ИЗБРАННЫЙ ОТРЫВОК:
▬▬▬
Что за сук он имел в виду, неясно. Впрочем, деятели вроде Грибачева, Серебровской немедленно растолковали по-своему – хватит, довольно ваших «оттепелей», довольно заискивать перед молодыми.
В другой раз во время выступления Евтушенко произошел любопытный казус. Евтушенко стал защищать Эрнста Неизвестного: он фронтовик, хорошо воевал, он талантливый скульптор, он всей душой советский человек и т. д.
Хрущев прерывает его:
– Горбатого могила исправит!
Евтушенко взорвался:
– Сколько можно исправлять могилами! Хватит!
Меня это восхитило – одернуть генерального секретаря компартии, да еще прилюдно, в зале заседаний, в обстановке проработки, – это было поступком!
Тут же выступил поэт Александр Прокофьев, наш ленинградец, возмутился тем, что позволяет себе Евтушенко, как можно таким тоном разговаривать с генеральным секретарем, да кто он такой, да что он себе позволяет…
Хрущев встрепенулся, удивленно спросил: а что, собственно, случилось, идет нормальное обсуждение, каждый высказывается.
Это был ловкий, можно сказать, мудрый ход: поскольку он сразу на слова Евтушенко не сумел возразить, лучше всего было дать понять, что все говорят свободно. Да и чем он мог отпарировать точную реплику Евтушенко. Хрущев был остроумен, находчив, был хороший полемист, и тут, надо признать, он сумел выйти из положения.
Обозначился довольно четкий раздел молодых и немолодых. Аксенов, Вознесенский, Евтушенко, Голицын, Неизвестный – все они забирали себе читателей, зрителей, славу, им помогала, их воодушевляла борьба с культом личности, XX съезд, то есть то, что начал Хрущев, и получалось, что он же громил их.
Напугали кремлевскую публику венгерские события. Сталинисты тотчас связали их с молодыми писателями, поэтами, творческой интеллигенцией – вот откуда идет крамола. Затрубили горнисты, забили барабаны, и пошла расправа со своими соперниками, противниками, со всем новым, от чего так надежно защищал их прежний режим сталинской идеологии.
Такой художник, как Владимир Серов, мог заявить Хрущеву, что абстракционизм – это идеологически враждебное направление, оно угрожает советскому строю, что картины Фалька были выставлены в Манеже не случайно, ох не случайно: специально показать – вот, мол, где столбовая дорога нашего искусства.
Еще две цитатные записи сохранились:
«Возможны ошибки в будущем, ну и что же? Не управлять – это будет джаз».
«Живи и давай жить другим – это я не признаю. Вы бы нас не пригласили на это заседание, а мы вас пригласили».
▬▬▬
НЕОБХОДИМЫЕ ДЕЙСТВИЯ:
1 – Объясните в одном–трех предложениях, почему в отрывке вопрос Хрущева о том, что, собственно, случилось, назван ловким ходом.
2 – Изложите короче абзац отрывка, начинающийся словами «Обозначился довольно четкий раздел», сохранив его основные факты.
3 – Ответьте на вопросы по отрывку:
(a) Кем, по словам Евтушенко, был Эрнст Неизвестный?
(b) Из какого города был поэт Александр Прокофьев?
(c) Какое направление Владимир Серов назвал идеологически враждебным?

ПРЕДСТАВЛЕННЫЕ ДАННЫЕ:
▬▬▬
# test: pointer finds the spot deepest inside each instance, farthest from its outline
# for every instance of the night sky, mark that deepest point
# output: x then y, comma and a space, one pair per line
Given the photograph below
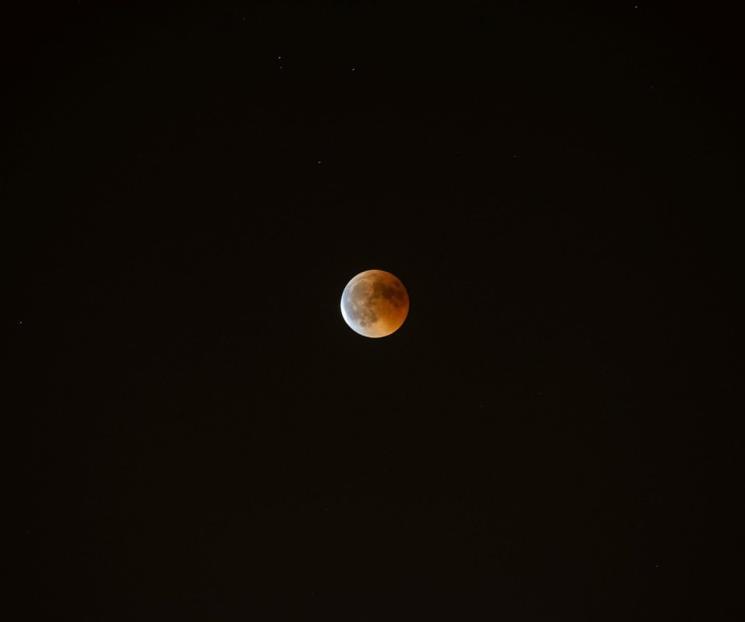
▬▬▬
ОТВЕТЫ К ЗАДАНИЯМ:
1 – Хрущев не сумел сразу возразить на слова Евтушенко, поэтому лучше всего было дать понять, что идет нормальное обсуждение и все говорят свободно. Кроме того, ему было нечем отпарировать точную реплику Евтушенко.

2 – Наметился четкий раздел между молодыми и немолодыми. Аксенов, Вознесенский, Евтушенко, Голицын и Неизвестный завоевывали читателей, зрителей и славу. Их воодушевляли борьба с культом личности и XX съезд, то есть начатое Хрущевым, и выходило, что он же их и громил.

3 –
(a) Фронтовиком, который хорошо воевал, талантливым скульптором и всей душой советским человеком.
(b) Из Ленинграда.
(c) Абстракционизм.